____ DOCUMENT EXCERPT

Why is ultrasound a useful diagnostic test?  

Ultrasound is a safe, repeatable and non-invasive way for our vets to have a look at what’s going on inside your pet’s body.  It’s a great way to get a better look at organs such as their liver, spleen, kidney, bladder and intestines.


How does ultrasound work?

The ultrasound machine sends sound waves into your pet’s body and then listens for the echoes – the machine then uses these echoes to make a picture of the inside of your pet!  Don’t worry, these sound waves are too high in pitch for us, or any of our patients, to hear and produce no harmful effects as a diagnostic tool.


Why might my pet need an ultrasound exam?

Your vet might recommend that your pet has an ultrasound exam for the following reasons:

  • Abnormal bloodwork
  • Vomiting or diarrhea that has lasted for a long time
  • Weight loss with no change in eating habits
  • Chronic infections
  • Change in urinary habits
  • Baseline ultrasound for future examination (geriatric patients)
  • Recheck a previous problem
  • Cancer staging
  • Fluid in chest or abdomen
  • Pregnancy
  • Pre-surgical
  • To permit biopsy
  • To look for bleeding if your pet has suffered trauma (like if they’ve been hit by a car)

What will an ultrasound exam tell my vet?

Ultrasound allows your vet to assess your pet’s internal organs for their size, shape, location, texture and blood supply.  Unfortunately, ultrasound does not always give us a clear picture of how well the specific organ is working- other tests such as bloodwork or additional imaging may help determine this.

________
____ EXTRACTED DATA

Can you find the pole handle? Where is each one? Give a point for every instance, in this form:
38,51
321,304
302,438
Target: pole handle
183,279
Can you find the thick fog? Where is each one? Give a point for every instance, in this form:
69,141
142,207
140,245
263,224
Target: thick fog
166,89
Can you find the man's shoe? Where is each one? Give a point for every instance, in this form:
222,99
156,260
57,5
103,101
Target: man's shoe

________
____ EXTRACTED DATA

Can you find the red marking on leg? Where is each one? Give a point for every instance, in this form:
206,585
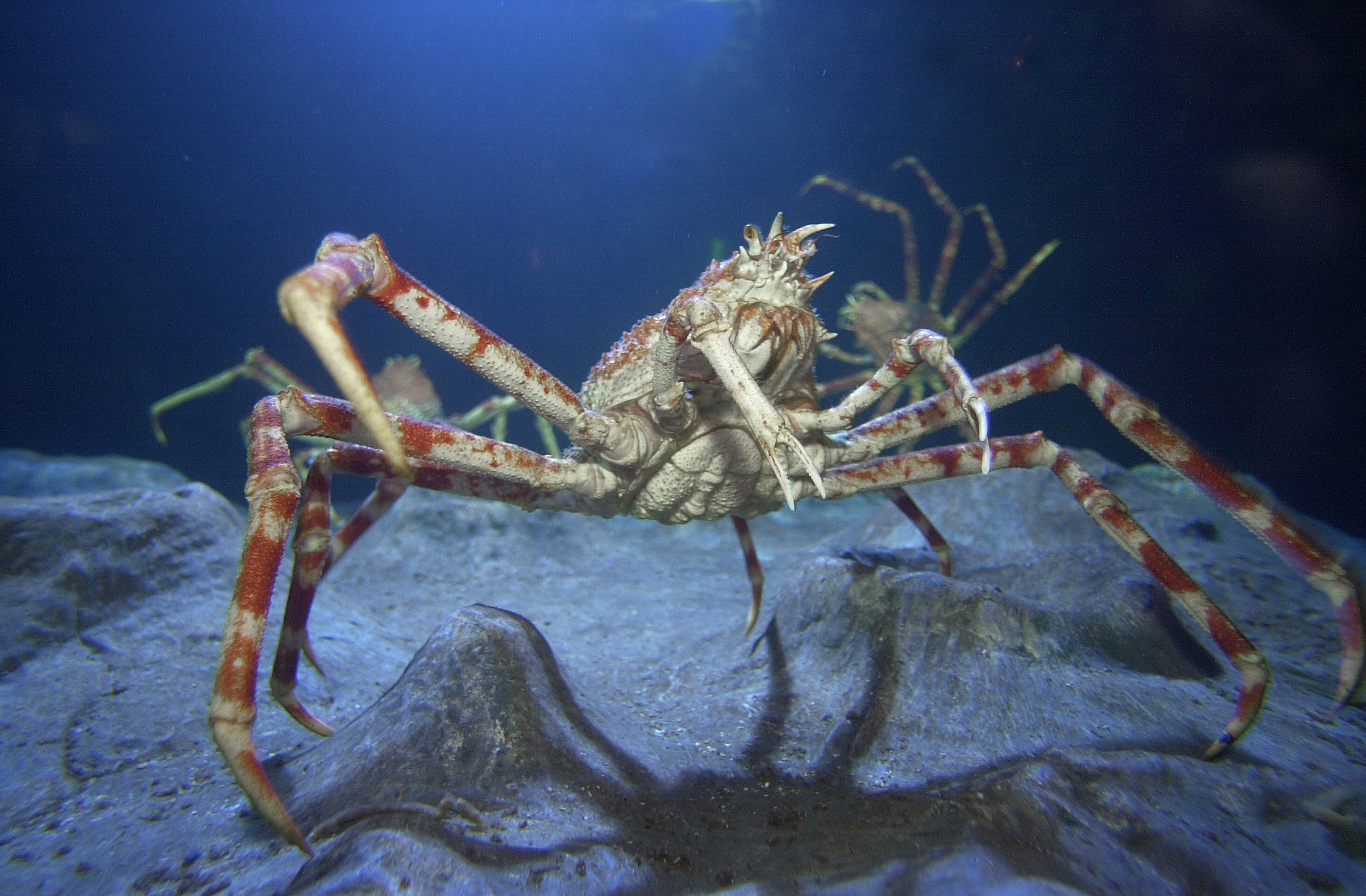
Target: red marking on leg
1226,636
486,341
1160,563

________

__PROBLEM SET__:
**a)** Quote the pet ultrasound text word for word, between "Ultrasound is a" and "a diagnostic tool.", inclusive.
**b)** Extend the pet ultrasound text, picking up right after its final sentence.

__ANSWERS__:
**a)**
Ultrasound is a safe, repeatable and non-invasive way for our vets to have a look at what’s going on inside your pet’s body.  It’s a great way to get a better look at organs such as their liver, spleen, kidney, bladder and intestines.


How does ultrasound work?

The ultrasound machine sends sound waves into your pet’s body and then listens for the echoes – the machine then uses these echoes to make a picture of the inside of your pet!  Don’t worry, these sound waves are too high in pitch for us, or any of our patients, to hear and produce no harmful effects as a diagnostic tool.

**b)**
It is not uncommon to find “masses” in the organs being examined by ultrasound although many of these turn out to be normal changes that occur as patients get older.  It cannot always be determined by ultrasound alone if the mass is benign (non-cancerous) or malignant (cancer).  Your vet will look at your pet’s medical history and current concern, as well as the entire ultrasound exam to make a diagnosis and any recommendations for further tests.

Further tests may include an ultrasound-guided aspirate of a mass found on ultrasound (obtaining a very small sample of the tissue with a needle), bloodwork, additional imaging, recheck imaging or surgery.  You will always be contacted prior to any additional procedures.


Why does my pet have to be shaved?

To obtain the best ultrasound images possible, good contact between the ultrasound probe and your pet’s skin is necessary. Sound waves don’t like to travel through hair!  Your pet will need to have their fur / hair shaved from the area being scanned.  You can expect the fur to grow back in ~3-4 weeks.  If it is cold weather and your pet spends time outdoors, you may wish to provide a sweater or additional bedding while their fur re-grows.